*Information supplied*:
>>>

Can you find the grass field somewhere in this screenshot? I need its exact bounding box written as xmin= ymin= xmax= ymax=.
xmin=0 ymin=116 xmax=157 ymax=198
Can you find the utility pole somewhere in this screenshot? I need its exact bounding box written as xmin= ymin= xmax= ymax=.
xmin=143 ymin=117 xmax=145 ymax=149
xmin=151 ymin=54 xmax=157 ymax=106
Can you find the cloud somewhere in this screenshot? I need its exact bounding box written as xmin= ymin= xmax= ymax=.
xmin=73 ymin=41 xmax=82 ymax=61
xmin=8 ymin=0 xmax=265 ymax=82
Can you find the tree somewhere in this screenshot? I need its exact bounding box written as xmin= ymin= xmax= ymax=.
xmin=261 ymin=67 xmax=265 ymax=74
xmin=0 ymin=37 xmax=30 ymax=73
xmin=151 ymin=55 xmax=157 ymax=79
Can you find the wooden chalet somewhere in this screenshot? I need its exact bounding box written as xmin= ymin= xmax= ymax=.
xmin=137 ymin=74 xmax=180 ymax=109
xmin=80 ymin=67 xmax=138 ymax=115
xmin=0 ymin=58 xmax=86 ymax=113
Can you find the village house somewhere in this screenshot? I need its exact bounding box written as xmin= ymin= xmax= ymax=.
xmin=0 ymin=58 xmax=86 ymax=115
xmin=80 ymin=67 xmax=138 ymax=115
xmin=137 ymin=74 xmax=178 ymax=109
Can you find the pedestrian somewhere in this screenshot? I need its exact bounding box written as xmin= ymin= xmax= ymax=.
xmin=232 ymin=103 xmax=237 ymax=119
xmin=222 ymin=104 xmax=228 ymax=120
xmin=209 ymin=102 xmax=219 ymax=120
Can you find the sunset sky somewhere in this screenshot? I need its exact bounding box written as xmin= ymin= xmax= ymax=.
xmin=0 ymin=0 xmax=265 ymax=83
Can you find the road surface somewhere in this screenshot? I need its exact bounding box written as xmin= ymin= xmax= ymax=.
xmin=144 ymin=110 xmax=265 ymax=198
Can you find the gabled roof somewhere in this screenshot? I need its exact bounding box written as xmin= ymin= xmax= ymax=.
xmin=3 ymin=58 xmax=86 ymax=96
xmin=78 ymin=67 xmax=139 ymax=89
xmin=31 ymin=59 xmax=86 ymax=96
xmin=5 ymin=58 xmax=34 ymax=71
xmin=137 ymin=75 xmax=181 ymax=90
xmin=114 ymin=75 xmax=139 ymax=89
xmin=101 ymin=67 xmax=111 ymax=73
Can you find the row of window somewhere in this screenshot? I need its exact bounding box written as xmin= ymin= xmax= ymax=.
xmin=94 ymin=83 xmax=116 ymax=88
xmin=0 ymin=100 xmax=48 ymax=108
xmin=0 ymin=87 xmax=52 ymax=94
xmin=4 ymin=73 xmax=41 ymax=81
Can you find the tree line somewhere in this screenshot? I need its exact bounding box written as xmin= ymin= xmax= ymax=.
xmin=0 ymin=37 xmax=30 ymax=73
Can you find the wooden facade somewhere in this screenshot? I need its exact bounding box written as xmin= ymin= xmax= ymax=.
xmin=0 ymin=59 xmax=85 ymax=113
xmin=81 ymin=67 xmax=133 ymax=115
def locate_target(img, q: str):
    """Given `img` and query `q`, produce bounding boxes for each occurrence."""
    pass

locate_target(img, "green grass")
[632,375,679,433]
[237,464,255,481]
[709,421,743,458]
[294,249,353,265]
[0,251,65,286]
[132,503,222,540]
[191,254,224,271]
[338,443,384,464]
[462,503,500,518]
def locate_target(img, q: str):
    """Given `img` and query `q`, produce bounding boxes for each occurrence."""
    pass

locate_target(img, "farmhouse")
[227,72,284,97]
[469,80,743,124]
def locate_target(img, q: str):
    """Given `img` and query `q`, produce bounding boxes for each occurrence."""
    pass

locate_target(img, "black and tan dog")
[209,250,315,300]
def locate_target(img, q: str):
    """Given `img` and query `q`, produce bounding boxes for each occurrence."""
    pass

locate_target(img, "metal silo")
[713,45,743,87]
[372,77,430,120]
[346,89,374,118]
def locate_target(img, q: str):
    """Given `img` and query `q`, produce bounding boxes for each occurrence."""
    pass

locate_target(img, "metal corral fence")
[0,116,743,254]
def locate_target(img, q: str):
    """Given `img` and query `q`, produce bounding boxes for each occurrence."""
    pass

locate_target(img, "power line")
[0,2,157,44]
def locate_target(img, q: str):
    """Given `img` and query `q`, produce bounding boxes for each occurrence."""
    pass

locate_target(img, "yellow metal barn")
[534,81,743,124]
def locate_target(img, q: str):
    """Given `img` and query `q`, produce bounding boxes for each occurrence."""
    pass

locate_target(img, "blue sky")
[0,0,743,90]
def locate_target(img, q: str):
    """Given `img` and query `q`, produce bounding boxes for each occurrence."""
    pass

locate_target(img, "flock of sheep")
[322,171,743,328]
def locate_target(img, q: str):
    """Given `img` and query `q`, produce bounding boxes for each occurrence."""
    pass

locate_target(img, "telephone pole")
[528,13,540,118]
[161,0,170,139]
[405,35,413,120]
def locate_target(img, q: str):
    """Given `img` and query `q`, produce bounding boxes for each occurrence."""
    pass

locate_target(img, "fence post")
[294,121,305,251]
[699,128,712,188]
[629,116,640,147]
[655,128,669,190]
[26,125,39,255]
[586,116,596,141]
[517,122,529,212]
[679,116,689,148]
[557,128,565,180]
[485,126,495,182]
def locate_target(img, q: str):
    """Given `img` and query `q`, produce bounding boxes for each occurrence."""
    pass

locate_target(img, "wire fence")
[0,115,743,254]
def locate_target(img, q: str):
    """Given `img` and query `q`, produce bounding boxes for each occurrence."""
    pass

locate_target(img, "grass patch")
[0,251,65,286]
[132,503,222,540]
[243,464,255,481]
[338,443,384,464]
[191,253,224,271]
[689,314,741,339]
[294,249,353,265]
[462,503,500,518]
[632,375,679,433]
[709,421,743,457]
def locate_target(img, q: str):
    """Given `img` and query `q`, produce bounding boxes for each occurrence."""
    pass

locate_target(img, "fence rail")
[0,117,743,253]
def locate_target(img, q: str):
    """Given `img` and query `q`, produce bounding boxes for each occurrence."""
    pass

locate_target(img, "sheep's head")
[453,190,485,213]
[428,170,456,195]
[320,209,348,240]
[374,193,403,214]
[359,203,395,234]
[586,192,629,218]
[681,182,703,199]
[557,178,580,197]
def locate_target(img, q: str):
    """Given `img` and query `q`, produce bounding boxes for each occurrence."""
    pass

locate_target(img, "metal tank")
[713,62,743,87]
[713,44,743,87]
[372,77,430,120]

<<<

Retype all of the material above word for word, keeping every line in its original order.

*Written response*:
Can you find the grass field somewhere in this screenshot? I need its exact bounding box written as xmin= ymin= xmax= ymax=.
xmin=0 ymin=116 xmax=157 ymax=198
Can you find the utility pole somewhere in this screenshot? I need its exact bounding box written as xmin= ymin= xmax= ymax=.
xmin=143 ymin=117 xmax=145 ymax=149
xmin=151 ymin=54 xmax=157 ymax=106
Can you find the cloud somewhere in this screenshot? I need its exact bounding box written as xmin= ymin= xmax= ymax=.
xmin=73 ymin=41 xmax=82 ymax=61
xmin=8 ymin=0 xmax=265 ymax=82
Can you find the tree somewhere in this screenshot? I need its exact bounding box written as xmin= ymin= xmax= ymax=.
xmin=261 ymin=67 xmax=265 ymax=74
xmin=0 ymin=37 xmax=30 ymax=73
xmin=151 ymin=55 xmax=157 ymax=79
Can you find the wooden chalet somewhere in this screenshot? I need its exact bounding box written as xmin= ymin= xmax= ymax=.
xmin=137 ymin=74 xmax=180 ymax=109
xmin=80 ymin=67 xmax=138 ymax=115
xmin=0 ymin=58 xmax=86 ymax=113
Can you find the village house somewhere in this screenshot? I need its exact bounding box written as xmin= ymin= xmax= ymax=.
xmin=0 ymin=58 xmax=86 ymax=115
xmin=80 ymin=67 xmax=138 ymax=115
xmin=137 ymin=74 xmax=178 ymax=109
Can you find the pedestrian somewhere in this screenshot? I need its exact bounding box written as xmin= ymin= xmax= ymax=.
xmin=232 ymin=103 xmax=237 ymax=119
xmin=222 ymin=104 xmax=228 ymax=120
xmin=209 ymin=102 xmax=219 ymax=120
Can you find the sunset sky somewhere in this screenshot? I need its exact bounding box written as xmin= ymin= xmax= ymax=.
xmin=0 ymin=0 xmax=265 ymax=83
Can you find the road surface somewhere in this screenshot? I need its exact bounding box written as xmin= ymin= xmax= ymax=.
xmin=144 ymin=110 xmax=265 ymax=198
Can you find the gabled roof somewhere in this screenshot? I need its exact bounding box written as xmin= ymin= xmax= ymax=.
xmin=3 ymin=58 xmax=86 ymax=96
xmin=78 ymin=67 xmax=139 ymax=89
xmin=31 ymin=59 xmax=86 ymax=96
xmin=5 ymin=58 xmax=34 ymax=71
xmin=137 ymin=75 xmax=181 ymax=90
xmin=114 ymin=75 xmax=139 ymax=89
xmin=101 ymin=67 xmax=111 ymax=73
Can you find the row of window somewhere in this screenshot? I need its exact bounding box written as xmin= ymin= xmax= ymax=.
xmin=94 ymin=83 xmax=116 ymax=88
xmin=0 ymin=100 xmax=48 ymax=108
xmin=0 ymin=87 xmax=52 ymax=94
xmin=4 ymin=73 xmax=41 ymax=81
Can you find the tree line somewhere in this screenshot? I need its exact bounding box written as xmin= ymin= xmax= ymax=.
xmin=0 ymin=37 xmax=30 ymax=73
Can you find the wooden facade somewhere in this screenshot? I need its exact bounding box written as xmin= ymin= xmax= ymax=.
xmin=0 ymin=59 xmax=85 ymax=113
xmin=81 ymin=67 xmax=133 ymax=115
def locate_target(img, q: str):
    """Given `img` and query `q`, produce bounding boxes for each occurrence."""
    pass

locate_target(img, "green grass")
[632,375,679,433]
[237,464,255,481]
[709,421,743,458]
[294,249,353,265]
[0,251,65,286]
[132,503,222,540]
[191,254,224,271]
[338,443,384,464]
[462,503,500,518]
def locate_target(img, q: str):
    """Given `img` and query `q`, produce bounding boxes for each occurrence."""
    pass

locate_target(img, "farmhouse")
[227,72,284,97]
[469,80,743,124]
def locate_target(img, q: str):
    """Given `img` and query `q`, produce bounding boxes for each occurrence."""
    pass

locate_target(img, "black and tan dog")
[209,250,315,300]
def locate_target(img, q: str):
    """Given `img` and query `q`, produce bounding boxes for each occurrence."""
    pass

locate_target(img, "metal silo")
[713,45,743,87]
[372,77,430,120]
[346,89,374,118]
def locate_target(img, q: str):
    """Given `img` and query `q`, produce bounding boxes for each occurrence."""
    pass

locate_target(img, "metal corral fence")
[0,116,743,254]
def locate_target(img, q: str):
    """Given `img` and query `q`, produce bounding boxes for each occurrence."""
    pass

locate_target(img, "power line")
[0,2,157,44]
def locate_target(img, q: str):
    """Given `img` and query `q`, produce bounding boxes for each occurrence."""
    pass

locate_target(img, "yellow metal barn")
[534,81,743,124]
def locate_target(img, q: str):
    """Given `img` and query `q`, produce bounding boxes for each occurrence."""
    pass

locate_target(img, "blue sky")
[0,0,743,90]
def locate_target(img, q: str):
    """Given `img` and query `q`, produce bounding boxes for each occurrence."""
    pass

locate_target(img, "flock of sheep")
[322,171,743,328]
def locate_target(img, q: str):
    """Given `img` and query `q`, produce bounding boxes for each occurrence."""
    pass

locate_target(img, "telephone pole")
[528,13,540,118]
[161,0,170,139]
[405,35,413,120]
def locate_target(img, q: str):
    """Given `img` and query `q`, produce bounding boxes for each occurrence."""
    pass

locate_target(img, "fence post")
[294,121,305,251]
[699,128,712,188]
[629,116,640,147]
[655,128,669,190]
[26,125,39,255]
[586,116,596,141]
[517,122,529,212]
[679,116,689,148]
[557,128,565,180]
[485,126,495,182]
def locate_target(img, q: str):
    """Given `img` and query `q`, produce bounding boxes for each occurrence."""
    pass

locate_target(img, "wire fence")
[0,115,743,254]
def locate_target(img, q: str):
    """Given `img` and query `q`, produce bounding boxes for each occurrence."""
    pass

locate_target(img, "grass patch")
[0,251,65,286]
[132,503,222,540]
[243,464,255,481]
[338,443,384,464]
[191,253,224,271]
[689,314,741,339]
[294,249,353,265]
[462,503,500,518]
[632,375,679,433]
[709,421,743,457]
def locate_target(img, q: str):
    """Given `img` and query `q`, produce bounding boxes for each occurrence."""
    pass

locate_target(img, "fence rail")
[0,117,743,253]
def locate_target(img, q: str):
    """Given `img` and query `q`, produce bounding boxes for each occurrence."""
    pass

locate_target(img, "sheep's head")
[453,190,485,213]
[428,170,456,195]
[320,209,348,240]
[374,193,403,214]
[359,203,395,234]
[586,192,629,218]
[681,182,703,199]
[557,178,580,197]
def locate_target(img, q: str):
    """Given `img` and query `q`, produce bounding boxes for each occurrence."""
    pass

locate_target(img, "metal tank")
[713,62,743,87]
[713,44,743,87]
[372,77,430,120]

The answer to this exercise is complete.